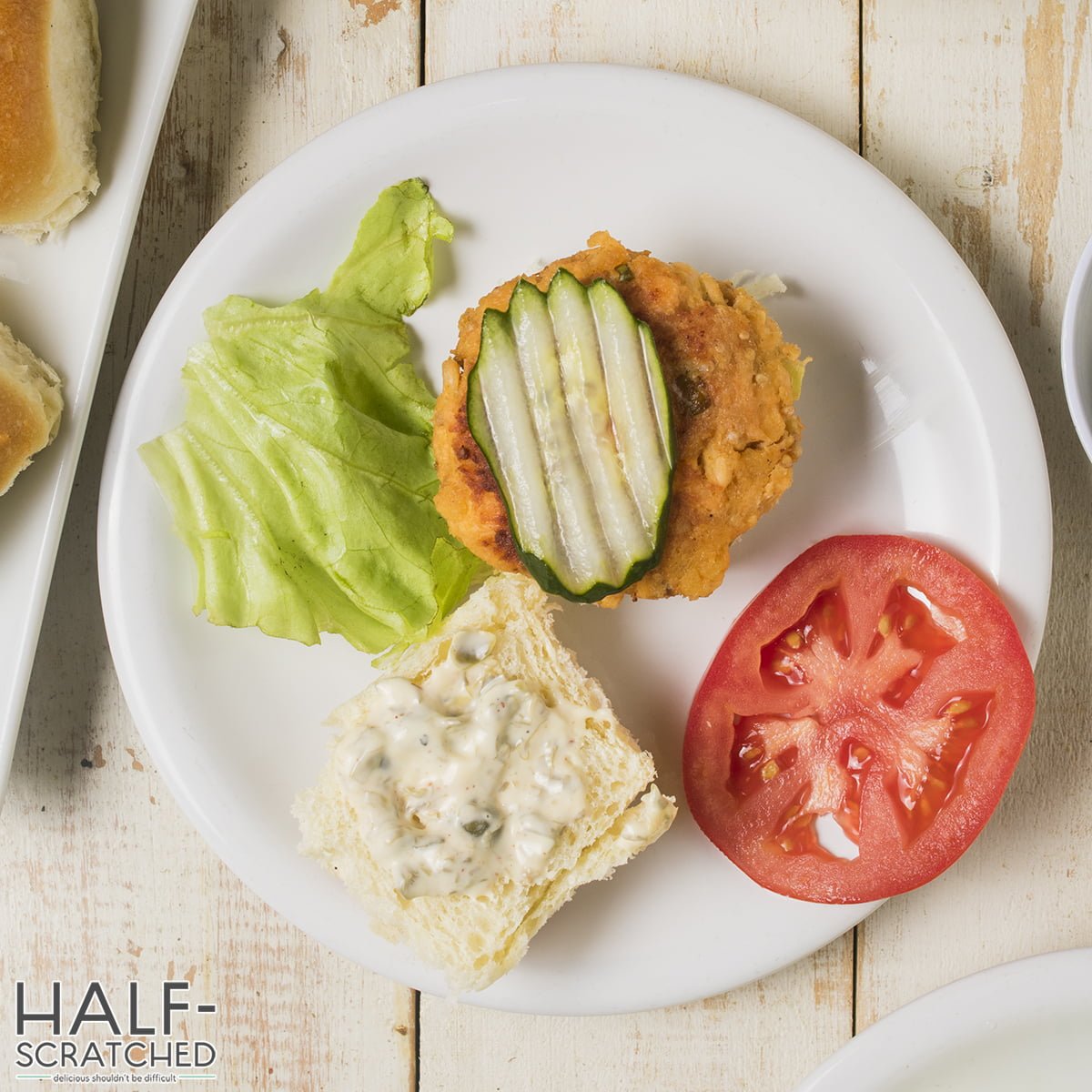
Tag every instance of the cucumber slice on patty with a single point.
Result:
(568, 403)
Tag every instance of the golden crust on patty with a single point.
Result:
(736, 430)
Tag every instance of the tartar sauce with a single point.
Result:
(462, 780)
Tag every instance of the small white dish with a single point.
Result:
(58, 298)
(916, 415)
(1077, 349)
(1016, 1026)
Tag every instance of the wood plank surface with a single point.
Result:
(980, 110)
(984, 121)
(105, 877)
(803, 58)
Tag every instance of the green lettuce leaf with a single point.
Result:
(303, 479)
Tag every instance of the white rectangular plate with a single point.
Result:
(58, 298)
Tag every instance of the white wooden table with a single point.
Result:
(982, 110)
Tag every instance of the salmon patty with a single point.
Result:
(730, 375)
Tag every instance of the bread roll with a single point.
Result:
(49, 61)
(30, 407)
(478, 937)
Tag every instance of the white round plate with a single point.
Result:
(1077, 349)
(1014, 1027)
(916, 418)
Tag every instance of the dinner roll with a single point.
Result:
(30, 407)
(49, 61)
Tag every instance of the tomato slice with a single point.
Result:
(858, 724)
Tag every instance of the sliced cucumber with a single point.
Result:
(569, 407)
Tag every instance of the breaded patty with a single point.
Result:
(736, 430)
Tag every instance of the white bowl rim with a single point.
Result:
(1080, 413)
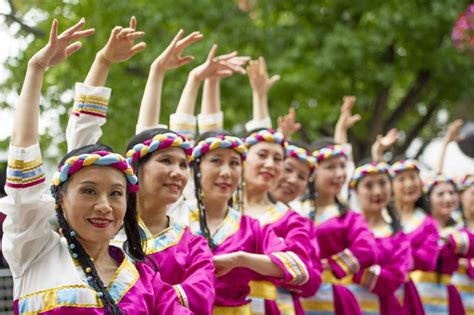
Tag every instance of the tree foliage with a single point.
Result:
(397, 57)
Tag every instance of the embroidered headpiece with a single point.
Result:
(405, 165)
(301, 154)
(158, 142)
(224, 142)
(267, 135)
(367, 169)
(329, 152)
(102, 158)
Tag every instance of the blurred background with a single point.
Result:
(398, 57)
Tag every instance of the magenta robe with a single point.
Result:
(299, 235)
(185, 261)
(348, 245)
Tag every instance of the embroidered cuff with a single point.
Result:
(263, 123)
(295, 268)
(211, 122)
(25, 167)
(344, 263)
(184, 124)
(182, 297)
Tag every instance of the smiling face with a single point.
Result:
(221, 171)
(264, 165)
(444, 200)
(163, 176)
(330, 176)
(373, 192)
(293, 183)
(94, 202)
(407, 187)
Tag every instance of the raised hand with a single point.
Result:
(258, 77)
(287, 124)
(121, 44)
(60, 47)
(171, 57)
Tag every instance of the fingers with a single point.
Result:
(137, 48)
(133, 22)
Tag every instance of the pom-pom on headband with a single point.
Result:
(405, 165)
(266, 135)
(224, 142)
(301, 154)
(368, 169)
(160, 141)
(329, 152)
(102, 158)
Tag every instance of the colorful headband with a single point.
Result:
(369, 169)
(466, 183)
(158, 142)
(329, 152)
(213, 143)
(267, 135)
(405, 165)
(430, 183)
(302, 155)
(102, 158)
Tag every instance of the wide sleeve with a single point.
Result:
(360, 252)
(384, 279)
(196, 290)
(425, 248)
(28, 207)
(302, 242)
(87, 116)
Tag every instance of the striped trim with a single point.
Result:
(294, 266)
(182, 297)
(21, 174)
(346, 261)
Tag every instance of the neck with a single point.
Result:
(152, 213)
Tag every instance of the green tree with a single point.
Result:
(397, 57)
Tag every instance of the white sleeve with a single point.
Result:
(28, 206)
(87, 116)
(263, 123)
(211, 122)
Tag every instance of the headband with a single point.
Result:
(158, 142)
(102, 158)
(369, 169)
(224, 142)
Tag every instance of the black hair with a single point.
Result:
(133, 246)
(312, 194)
(198, 192)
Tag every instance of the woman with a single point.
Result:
(347, 245)
(378, 283)
(262, 172)
(93, 194)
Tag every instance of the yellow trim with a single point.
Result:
(328, 277)
(263, 289)
(429, 277)
(232, 310)
(25, 166)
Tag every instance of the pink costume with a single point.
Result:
(379, 283)
(296, 231)
(47, 280)
(241, 233)
(348, 245)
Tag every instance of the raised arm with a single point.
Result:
(346, 120)
(169, 59)
(382, 144)
(261, 83)
(452, 135)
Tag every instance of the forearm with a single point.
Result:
(25, 130)
(97, 75)
(151, 102)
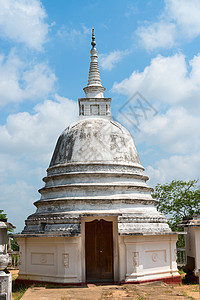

────────

— Task statement —
Among the lines above, find those that contain the word "cucumber" and copy them.

— Written solution —
Tag every instance of the cucumber slice on patty with a single point.
Tag every instance of the sliced cucumber with a single point.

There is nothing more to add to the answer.